* DESCRIPTION OF THE TASK:
Continue the conference page on methods for calculating feature importance, picking up after its last sentence.

* PASSAGE GIVEN:
= = = = = = =

Comparison of the Different Methods Used to Calculate Feature Importance

Alexandra Chirilov; James Pitcher; Andrzej Surma

Comparison of the Different Methods Used to Calculate Feature Importance

Presented at the 10th Annual BayesiaLab Conference on Wednesday, October 26, 2022.

Abstract

The topic of the presentation is comparing the different ways of calculating the feature importance: Shapley Value Regression in R, Bayesian Network in BayesiaLab software, Random Forest in R and shap library in Python. The paper aims to show the similarities and differences between considered approaches.

The entire process is based on the data simulation using copulas in which different scenarios are tested to account for the limitations of survey data, e.g., data skewness.

In the paper, the author tests the different strengths of relationships between the independent variables, the number of predictors, and the measurement scales (binary, Likert scale).

The author used a model agnostic approach called permutation feature importance as a comparison benchmark.

Presentation Video

Presentation Slides

2022-10-26-BayesiaLab-Conference-Andrzej-Surma.pdf_xonpue.pdf

PDF

Please also see the second presentation by GfK at the BayesiaLab Conference:

Driver Analysis in Brand Trackers — Bayesian Network vs Shapley Value Regression

About the Presenters

Alexandra Chirilov, Head of Global Marketing Science, GfK SE

Alexandra Chirilov is leading GfK’s Global Product Development Practice for consumer and brand intelligence. Her insights and research have been featured in publications such as Esomar, Journal of Marketing Research, Sawtooth, and more. She is a winner of the ESOMAR Corporate Young Professional Award, among other industry awards.

= = = = = = =

* INFORMATION SHOWN:
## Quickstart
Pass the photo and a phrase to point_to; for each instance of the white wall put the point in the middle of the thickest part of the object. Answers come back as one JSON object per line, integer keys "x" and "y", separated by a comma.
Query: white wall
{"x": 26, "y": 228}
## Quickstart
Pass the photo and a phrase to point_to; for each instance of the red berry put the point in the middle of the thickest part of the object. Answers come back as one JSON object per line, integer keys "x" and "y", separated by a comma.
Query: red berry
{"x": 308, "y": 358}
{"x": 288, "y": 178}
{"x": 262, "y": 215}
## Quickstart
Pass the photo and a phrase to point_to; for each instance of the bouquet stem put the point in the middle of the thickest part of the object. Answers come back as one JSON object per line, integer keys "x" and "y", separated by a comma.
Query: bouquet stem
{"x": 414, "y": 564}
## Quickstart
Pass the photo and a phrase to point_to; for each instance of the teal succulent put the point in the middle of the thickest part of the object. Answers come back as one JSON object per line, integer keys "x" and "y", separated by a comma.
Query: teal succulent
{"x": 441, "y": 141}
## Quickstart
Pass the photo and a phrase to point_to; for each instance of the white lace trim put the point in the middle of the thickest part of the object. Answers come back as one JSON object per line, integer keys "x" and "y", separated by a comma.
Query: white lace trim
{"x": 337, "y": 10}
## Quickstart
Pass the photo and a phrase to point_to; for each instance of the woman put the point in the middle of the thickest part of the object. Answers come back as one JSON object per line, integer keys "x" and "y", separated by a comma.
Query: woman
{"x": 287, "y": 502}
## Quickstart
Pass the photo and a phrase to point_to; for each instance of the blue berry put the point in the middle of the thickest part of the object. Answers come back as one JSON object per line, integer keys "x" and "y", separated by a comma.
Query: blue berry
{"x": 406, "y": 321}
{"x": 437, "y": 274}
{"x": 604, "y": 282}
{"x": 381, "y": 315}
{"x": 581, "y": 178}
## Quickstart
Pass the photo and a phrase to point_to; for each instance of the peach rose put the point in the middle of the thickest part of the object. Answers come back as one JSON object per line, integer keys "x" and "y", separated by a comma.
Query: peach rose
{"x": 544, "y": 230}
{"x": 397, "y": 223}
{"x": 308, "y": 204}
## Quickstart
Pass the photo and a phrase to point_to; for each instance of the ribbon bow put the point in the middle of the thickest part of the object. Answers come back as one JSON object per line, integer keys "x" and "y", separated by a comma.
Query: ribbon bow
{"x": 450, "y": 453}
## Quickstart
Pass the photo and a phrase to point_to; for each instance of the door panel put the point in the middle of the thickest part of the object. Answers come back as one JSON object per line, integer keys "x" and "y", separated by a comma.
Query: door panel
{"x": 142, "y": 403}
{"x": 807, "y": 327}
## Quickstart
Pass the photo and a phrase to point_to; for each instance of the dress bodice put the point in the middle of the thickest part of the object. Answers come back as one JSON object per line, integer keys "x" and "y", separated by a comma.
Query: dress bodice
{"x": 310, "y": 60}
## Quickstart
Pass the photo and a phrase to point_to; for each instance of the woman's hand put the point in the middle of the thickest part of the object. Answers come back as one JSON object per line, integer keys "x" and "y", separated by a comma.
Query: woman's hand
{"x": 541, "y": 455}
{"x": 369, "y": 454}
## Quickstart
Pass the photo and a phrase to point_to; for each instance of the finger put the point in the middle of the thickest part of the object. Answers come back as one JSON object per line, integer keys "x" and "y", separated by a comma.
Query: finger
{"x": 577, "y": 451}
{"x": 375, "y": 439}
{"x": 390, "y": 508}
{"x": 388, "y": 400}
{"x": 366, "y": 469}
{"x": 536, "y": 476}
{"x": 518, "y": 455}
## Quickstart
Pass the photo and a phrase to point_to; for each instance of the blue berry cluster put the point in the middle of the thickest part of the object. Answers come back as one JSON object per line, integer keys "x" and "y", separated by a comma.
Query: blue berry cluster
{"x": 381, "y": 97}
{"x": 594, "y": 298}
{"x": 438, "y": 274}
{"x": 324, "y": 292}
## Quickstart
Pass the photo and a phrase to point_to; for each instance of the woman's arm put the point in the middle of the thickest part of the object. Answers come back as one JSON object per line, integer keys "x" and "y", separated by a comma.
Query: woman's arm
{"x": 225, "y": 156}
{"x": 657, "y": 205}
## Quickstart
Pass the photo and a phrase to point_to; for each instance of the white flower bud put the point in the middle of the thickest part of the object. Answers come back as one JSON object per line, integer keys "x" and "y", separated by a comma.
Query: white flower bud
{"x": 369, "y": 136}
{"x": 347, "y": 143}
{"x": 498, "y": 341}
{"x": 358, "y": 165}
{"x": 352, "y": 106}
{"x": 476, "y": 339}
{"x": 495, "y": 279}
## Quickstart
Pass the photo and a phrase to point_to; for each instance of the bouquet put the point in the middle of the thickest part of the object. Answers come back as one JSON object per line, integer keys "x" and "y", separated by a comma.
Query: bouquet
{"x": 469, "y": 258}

= = = = = = =

* EXERCISE RESULT:
James Pitcher, GfK Marketing Sciences Lead UK

James Pitcher leads GfK’s Marketing Sciences team in the UK, which designs and delivers sophisticated analytical solutions to solve client high-value problems. He has spent the last 15 years providing statistical advice and consultancy within the market research industry, working with clients across many different sectors and regions. James is an expert in conjoint analysis, brand research, pricing, consumer segmentation, and a wide range of multivariate techniques, including Bayesian Networks analysis, contributing to the development of innovative techniques and regularly presenting at international conferences.

Andrzej Surma, Senior Marketing Scientist, GfK

Andrzej Surma works as a methodological lead for the Global Product Development Team. He has more than ten years of experience in data analysis. With a background in mathematics, Andrzej loves to solve problems, such as recognizing the Greek letters contained within formulas that describe mathematical models! Recently, he co-created a Bayesian Networks approach to running Key Drivers Analysis on brand tracking data. Spatial data analysis is another particular interest of his. Andrzej likes to be active in his free time, playing football and riding bikes and is inspired daily by his wife and their three children.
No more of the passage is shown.